Se eu resolver sair daqui, minha mãe sái junto. E eu realmente tenho muita pena dela, porque ela vive em uma situação de total tensão, porque, infelizmente, ela ainda ama você. Mas sei também que falta uma linha bem fina pra arrebentar, pra que esse amor finde de uma vez. Será que é porque você disse que eu só sirvo pra te envergonhar? Ou será que é porque você disse que ela acoberta as “coisas erradas” que eu faço? Acho que não. Acho que a gota d’água foi quando você disse que, se dependesse de mim, ela já teria “dado” pra outro cara a muito tempo. Como se eu cafetinasse a minha própria mãe. Engraçado. Na verdade, isso foi mesmo circunstancial, praticamente planejado pelos deuses. Você fez essa infeliz observação justo um dia depois de eu defender minha mãe de um bêbado idiota que queria dar em cima dela, mas ela estava com medo, porque além de idiota, esse cara é um criminoso, ex-detento, perigoso e traficante de drogas. Ela achou a minha atitude um ato incondicional de amor de um filho para com sua mãe. Até mesmo a Naomi, que estava conosco, e viu a cena, achou muito honrada a minha atitude, e inclusive engraçada, porque eu saí praticamente correndo atrás da minha mãe, pra defendê-la, enquanto o babaca em questão começava a querer se aproximar dela, bêbado. Ela disse que eu parecia um filhote de leão com ciúmes e querendo defender a mãe. Pra você chegar no outro dia e falar uma barbaridade daquelas? É realmente pra minguar com qualquer tipo de amor mesmo.
Continuando, se eu sair daqui, minha mãe sái junto. Aí sim, vai ser a sua ruína PESSOAL, FINANCEIRA E AFETIVA. Entenda como queira. Embora você diga que é o macho-alfa da casa, que você manda, que só você pode aqui, que “a porta da rua é serventia da casa”, você sabe que você é muito menos sem mim, ao menos nos últimos 5 anos, e principalmente, você sabe que não é, nem nunca foi NADA, DEFINITIVAMENTE NADA, sem a ajuda da minha mãe. Então, a partir de hoje, meça milimetricamente seus atos.

* _DADOS DA TAREFA_:
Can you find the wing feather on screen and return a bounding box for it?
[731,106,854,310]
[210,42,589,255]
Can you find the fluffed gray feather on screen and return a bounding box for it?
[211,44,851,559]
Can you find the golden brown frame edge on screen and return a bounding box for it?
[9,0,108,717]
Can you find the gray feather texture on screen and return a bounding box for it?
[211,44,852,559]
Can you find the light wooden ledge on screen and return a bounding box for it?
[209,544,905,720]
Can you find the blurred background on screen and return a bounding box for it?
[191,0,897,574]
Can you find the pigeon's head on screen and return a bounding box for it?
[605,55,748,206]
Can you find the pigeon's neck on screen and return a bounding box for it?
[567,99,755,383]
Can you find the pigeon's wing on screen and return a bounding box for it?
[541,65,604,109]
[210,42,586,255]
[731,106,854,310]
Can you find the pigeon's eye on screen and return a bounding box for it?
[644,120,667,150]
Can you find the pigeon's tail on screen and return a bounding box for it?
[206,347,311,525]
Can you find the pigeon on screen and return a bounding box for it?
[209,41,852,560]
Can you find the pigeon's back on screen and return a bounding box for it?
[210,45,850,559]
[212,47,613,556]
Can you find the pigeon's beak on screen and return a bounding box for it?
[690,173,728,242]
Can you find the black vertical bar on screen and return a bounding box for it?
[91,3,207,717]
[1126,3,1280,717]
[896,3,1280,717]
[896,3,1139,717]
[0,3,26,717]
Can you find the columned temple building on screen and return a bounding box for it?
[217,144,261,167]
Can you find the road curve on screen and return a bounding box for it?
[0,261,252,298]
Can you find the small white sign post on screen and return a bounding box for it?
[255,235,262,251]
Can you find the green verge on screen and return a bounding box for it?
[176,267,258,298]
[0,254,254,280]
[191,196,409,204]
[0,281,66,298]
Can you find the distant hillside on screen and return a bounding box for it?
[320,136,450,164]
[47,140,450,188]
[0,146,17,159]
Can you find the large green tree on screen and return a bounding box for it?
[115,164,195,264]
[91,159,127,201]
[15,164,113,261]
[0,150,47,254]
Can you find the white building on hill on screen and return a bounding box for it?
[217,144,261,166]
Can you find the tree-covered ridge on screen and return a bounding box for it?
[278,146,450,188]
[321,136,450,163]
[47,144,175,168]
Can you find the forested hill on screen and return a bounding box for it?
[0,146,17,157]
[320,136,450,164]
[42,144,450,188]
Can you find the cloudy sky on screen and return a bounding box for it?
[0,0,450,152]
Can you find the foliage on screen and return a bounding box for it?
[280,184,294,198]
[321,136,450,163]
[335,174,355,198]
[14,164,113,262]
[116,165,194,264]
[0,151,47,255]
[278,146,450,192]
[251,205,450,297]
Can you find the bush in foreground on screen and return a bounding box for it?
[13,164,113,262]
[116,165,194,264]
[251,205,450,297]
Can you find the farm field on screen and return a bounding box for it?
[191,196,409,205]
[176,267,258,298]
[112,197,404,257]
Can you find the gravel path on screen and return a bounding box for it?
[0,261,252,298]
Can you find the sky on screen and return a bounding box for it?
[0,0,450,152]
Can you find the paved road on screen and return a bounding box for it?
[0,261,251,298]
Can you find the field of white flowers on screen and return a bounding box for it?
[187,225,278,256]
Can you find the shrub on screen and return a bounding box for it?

* _INSTRUÇÕES DA TAREFA_:
a) Informe quantas linhas dos dados contêm a palavra "pigeon", diferenciando maiúsculas de minúsculas. Responda apenas com o número.
b) Continue o trecho do documento a partir da última frase dele.

* _LISTA DE RESPOSTAS_:
a) 8

b)
O que seria o terceiro motivo pra eu continuar aqui, a mim, já não tem mais tanta importância. Na verdade nenhuma. Eu esperava que com o tempo, e com a volta da sua convivência comigo, você me compreendesse. Realmente, é esperar demais de você. E isso vai muito além de fingir que as coisas não estão acontecendo. Eu não preciso ser aceito por você nem por ninguém. O princípio da aceitação parte do pressuposto de que já existe um grupo superior, com mais direitos e mais razão, que deve se apiedar e aceitar outras pessoas. Não preciso e não quero ser aceito. Quero ser compreendido enquanto ser social, econômico, político, místico, ideológico, e porque não, sexual.

Com direito a acróstico no fim...




Só você.
Só você pra me fazer acordar, a uma da manhã, pra atender a uma ligação a dois cômodos de distância.

Só você.
Só você pra me matar de desespero, com um silêncio interminável, antes de dizer ‘alô’.
Com essa voz aveludada, que me faz odiar os deuses, por você estar longe.

Desculpas não são mais necessárias.
A mágoa toda se foi.
O meu sarcasmo, ainda não.
Mas logo logo se esvairá.


Afinal,
só você mesmo
pra reascender em mim
o desejo adolescente de
me arrastar da cama de madrugada
pra ouvir canções de amor.

I rreemediavelmente
S eu, sempre.
A mo-te, meu querido.
A ntes de todo o resto e
C om tudo o que de bom há em mim.

A carta (parte II)



Você teve todas as chances de tentar alguma reaproximação comigo, depois de tudo o que aconteceu desde setembro/outubro do ano passado. E temos de concordar que as vaquinhas que são algumas de suas irmãs contribuíram muito pra que você se afastasse e perdesse o amor do seu filho. Eu sei que isso aconteceu, isso de eu ter perdido o amor e o respeito pela figura que eu tinha de um pai, porque não to nenhum pouco nervoso ao escrever isso, nem com raiva, ou menos ainda chorando. O que é de se admirar, ao considerar a pilha de nervos que sou eu. Eu te respeito, a partir de hoje, na sua condição de ser humano, e não de pai. Pois sei que todo ser humano deve ser respeitado, independente de sua crença, etnia, nível social e orientação afetiva. Engraçado né? Muito disso eu aprendi com você, quando você ainda era alguém em quem eu me espelhava. Queria lhe pedir o mesmo respeito, se não for muito difícil pra você.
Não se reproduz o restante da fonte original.